===== Available data =====

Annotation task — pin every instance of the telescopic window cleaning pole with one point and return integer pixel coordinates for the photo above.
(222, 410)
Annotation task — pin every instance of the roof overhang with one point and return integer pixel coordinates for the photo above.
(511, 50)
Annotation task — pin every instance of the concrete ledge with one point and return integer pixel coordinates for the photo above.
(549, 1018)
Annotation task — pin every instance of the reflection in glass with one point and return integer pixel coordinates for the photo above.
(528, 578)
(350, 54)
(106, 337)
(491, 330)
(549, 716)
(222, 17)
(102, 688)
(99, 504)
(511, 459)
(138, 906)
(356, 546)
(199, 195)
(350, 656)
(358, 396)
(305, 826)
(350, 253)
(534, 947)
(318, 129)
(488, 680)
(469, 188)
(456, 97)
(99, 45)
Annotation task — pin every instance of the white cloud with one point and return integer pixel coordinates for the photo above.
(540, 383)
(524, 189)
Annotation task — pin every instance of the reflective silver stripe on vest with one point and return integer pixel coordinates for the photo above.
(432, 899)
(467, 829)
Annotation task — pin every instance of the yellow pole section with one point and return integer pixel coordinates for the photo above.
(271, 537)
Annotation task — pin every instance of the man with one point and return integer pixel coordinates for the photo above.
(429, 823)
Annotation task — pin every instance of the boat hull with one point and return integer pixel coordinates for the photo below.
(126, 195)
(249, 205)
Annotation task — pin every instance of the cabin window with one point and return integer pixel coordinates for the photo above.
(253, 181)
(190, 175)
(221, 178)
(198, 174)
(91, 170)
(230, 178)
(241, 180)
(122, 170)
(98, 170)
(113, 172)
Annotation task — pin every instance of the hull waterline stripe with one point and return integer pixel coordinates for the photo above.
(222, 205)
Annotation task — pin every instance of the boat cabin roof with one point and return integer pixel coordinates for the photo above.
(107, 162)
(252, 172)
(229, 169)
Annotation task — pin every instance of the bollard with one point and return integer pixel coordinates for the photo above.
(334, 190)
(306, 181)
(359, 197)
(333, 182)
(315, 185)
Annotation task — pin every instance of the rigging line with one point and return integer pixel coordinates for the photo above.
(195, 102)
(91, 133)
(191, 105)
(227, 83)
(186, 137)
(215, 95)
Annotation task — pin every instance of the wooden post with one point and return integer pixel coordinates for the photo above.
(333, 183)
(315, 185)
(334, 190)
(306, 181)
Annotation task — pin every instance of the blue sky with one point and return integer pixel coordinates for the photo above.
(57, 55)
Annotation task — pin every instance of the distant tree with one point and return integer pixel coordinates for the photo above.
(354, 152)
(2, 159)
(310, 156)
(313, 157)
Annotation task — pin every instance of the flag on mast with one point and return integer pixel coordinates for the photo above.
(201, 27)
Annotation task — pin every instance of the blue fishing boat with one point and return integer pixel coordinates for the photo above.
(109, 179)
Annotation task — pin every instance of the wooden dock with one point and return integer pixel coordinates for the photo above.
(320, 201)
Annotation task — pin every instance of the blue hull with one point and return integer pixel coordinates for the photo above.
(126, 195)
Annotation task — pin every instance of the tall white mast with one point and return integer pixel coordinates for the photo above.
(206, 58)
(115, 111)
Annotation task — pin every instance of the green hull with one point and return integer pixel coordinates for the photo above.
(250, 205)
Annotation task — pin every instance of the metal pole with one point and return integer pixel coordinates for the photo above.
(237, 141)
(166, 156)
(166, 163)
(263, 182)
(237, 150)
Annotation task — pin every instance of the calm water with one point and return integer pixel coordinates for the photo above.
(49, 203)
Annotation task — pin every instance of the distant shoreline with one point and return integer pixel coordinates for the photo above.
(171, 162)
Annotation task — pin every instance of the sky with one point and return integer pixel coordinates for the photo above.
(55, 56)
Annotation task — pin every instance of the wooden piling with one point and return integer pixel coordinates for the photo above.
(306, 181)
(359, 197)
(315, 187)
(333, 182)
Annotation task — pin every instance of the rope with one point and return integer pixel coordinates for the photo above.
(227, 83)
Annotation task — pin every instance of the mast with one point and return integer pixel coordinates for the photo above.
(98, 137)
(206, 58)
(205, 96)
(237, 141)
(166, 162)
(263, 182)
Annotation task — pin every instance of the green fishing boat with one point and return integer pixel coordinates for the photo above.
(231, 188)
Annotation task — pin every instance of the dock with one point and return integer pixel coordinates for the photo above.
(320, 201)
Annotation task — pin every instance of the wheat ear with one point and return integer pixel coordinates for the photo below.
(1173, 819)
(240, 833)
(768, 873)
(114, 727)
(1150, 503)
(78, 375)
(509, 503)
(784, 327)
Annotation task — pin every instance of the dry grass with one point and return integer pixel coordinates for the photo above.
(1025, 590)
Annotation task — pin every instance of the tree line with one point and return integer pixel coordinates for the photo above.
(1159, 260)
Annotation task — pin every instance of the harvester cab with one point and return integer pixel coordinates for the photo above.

=====

## Exercise requirements
Go through the records above and repeat each one exactly.

## Response below
Annotation task — pin every instance of the telescopic window cleaning pole with one point and return integer pixel coordinates for the photo above.
(222, 410)
Annotation task — pin every instance of the roof overhang with one point and return integer pixel coordinates for the photo above.
(511, 50)
Annotation task — pin every instance of the concrete ledge with one point and return integer pixel coordinates for the photo above.
(549, 1018)
Annotation task — pin every instance of the reflection in glass with one point and return integer pixel coordinates for the photo above.
(528, 578)
(350, 54)
(106, 337)
(491, 330)
(549, 716)
(222, 17)
(102, 688)
(99, 504)
(511, 459)
(138, 906)
(356, 546)
(199, 195)
(350, 656)
(358, 396)
(305, 826)
(350, 253)
(534, 947)
(318, 129)
(488, 680)
(469, 188)
(456, 97)
(99, 45)
Annotation task — pin every instance of the white cloud with one point and return integer pixel coordinates for the photo above.
(540, 383)
(524, 189)
Annotation task — pin every instance of the reflective silver stripe on vest with one point and return integer pixel coordinates for the photo above.
(432, 899)
(467, 829)
Annotation task — pin every instance of the yellow pole section with one point and return integer pixel coordinates for the photo above.
(271, 537)
Annotation task — pin every instance of the man with one point and return integer pixel coordinates for the photo above.
(429, 823)
Annotation task — pin every instance of the boat hull with one point and return integer pixel coordinates for the photo below.
(126, 195)
(249, 205)
Annotation task — pin every instance of the cabin window with one point and return integer pixel coordinates for the photo above.
(253, 181)
(190, 175)
(221, 178)
(198, 174)
(91, 170)
(230, 178)
(241, 180)
(122, 170)
(98, 170)
(113, 172)
Annotation task — pin every instance of the hull waterline stripe with one point and return integer pixel coordinates for the photo above.
(222, 205)
Annotation task — pin every instance of the boat cabin roof with one point and return integer pixel coordinates for the photo above.
(107, 162)
(252, 172)
(229, 169)
Annotation task — pin every instance of the bollard with one point and return integer pixel coordinates for the photo above.
(334, 190)
(306, 181)
(359, 197)
(333, 182)
(315, 185)
Annotation task — pin every instance of the rigging line with one point and return integer pixel coordinates for the photo above.
(195, 102)
(91, 133)
(191, 105)
(227, 83)
(186, 137)
(215, 95)
Annotation task — pin every instance of the wooden post with one point and return integer pixel coordinates for the photo above.
(333, 183)
(315, 185)
(334, 190)
(306, 181)
Annotation task — pin every instance of the blue sky with one point and return integer pixel coordinates for the photo above.
(57, 55)
Annotation task — pin every instance of the distant tree with one point and return integer pixel coordinates for the photo above.
(354, 152)
(2, 159)
(310, 156)
(313, 157)
Annotation task — pin every instance of the flag on mast with one point and return integer pixel coordinates for the photo above.
(201, 27)
Annotation task — pin every instance of the blue fishing boat with one point and return integer pixel coordinates for the photo above.
(109, 179)
Annotation task — pin every instance of the wooden dock with one point and return integer pixel coordinates for the photo above.
(320, 201)
Annotation task — pin every instance of the blue hull with one point and return integer pixel coordinates for the photo above.
(126, 195)
Annotation task — pin every instance of the tall white mast with one point and return integer pixel coordinates for the photo above.
(206, 58)
(115, 111)
Annotation task — pin every instance of the green hull with one point and return integer pixel coordinates for the photo above.
(250, 205)
Annotation task — pin every instance of the metal pole with one point and return integer pixel coordinates for the photo above.
(237, 141)
(166, 156)
(166, 163)
(263, 182)
(237, 150)
Annotation task — pin every instance of the calm water with one point and return integer pixel coordinates for the photo above.
(49, 203)
Annotation task — pin every instance of the distant shoreline with one point and return integer pixel coordinates for the photo above.
(171, 162)
Annotation task — pin every instance of the sky with one point and return integer pixel coordinates for the photo above.
(55, 56)
Annotation task — pin every instance of the wooden piling with one point and return integer pixel coordinates for the photo above.
(306, 181)
(359, 197)
(315, 187)
(333, 182)
Annotation task — pin every instance of the rope with one point and return integer pixel coordinates for the photo above.
(227, 83)
Annotation task — pin every instance of the mast with one point and return integer pixel coordinates for the photo above.
(98, 137)
(206, 58)
(205, 96)
(237, 141)
(166, 162)
(263, 182)
Annotation task — pin every instance of the green fishing boat with one point and return integer pixel coordinates for the photo above.
(231, 188)
Annotation task — pin every instance of the dock with one point and return integer pixel coordinates for the photo above.
(320, 201)
Annotation task — pin every instance of the wheat ear with one point and return integer pixel coordinates for the photo below.
(1173, 819)
(240, 833)
(768, 873)
(114, 727)
(1150, 503)
(78, 375)
(509, 503)
(784, 327)
Annotation task — pin every instance of the dry grass with one point and return integer pixel coordinates for the photo above.
(1025, 590)
Annotation task — pin every instance of the tree line with one point and return integer pixel coordinates for the photo above.
(1159, 260)
Annotation task — pin every instance of the harvester cab with one point and return integer pixel coordinates for the photo above.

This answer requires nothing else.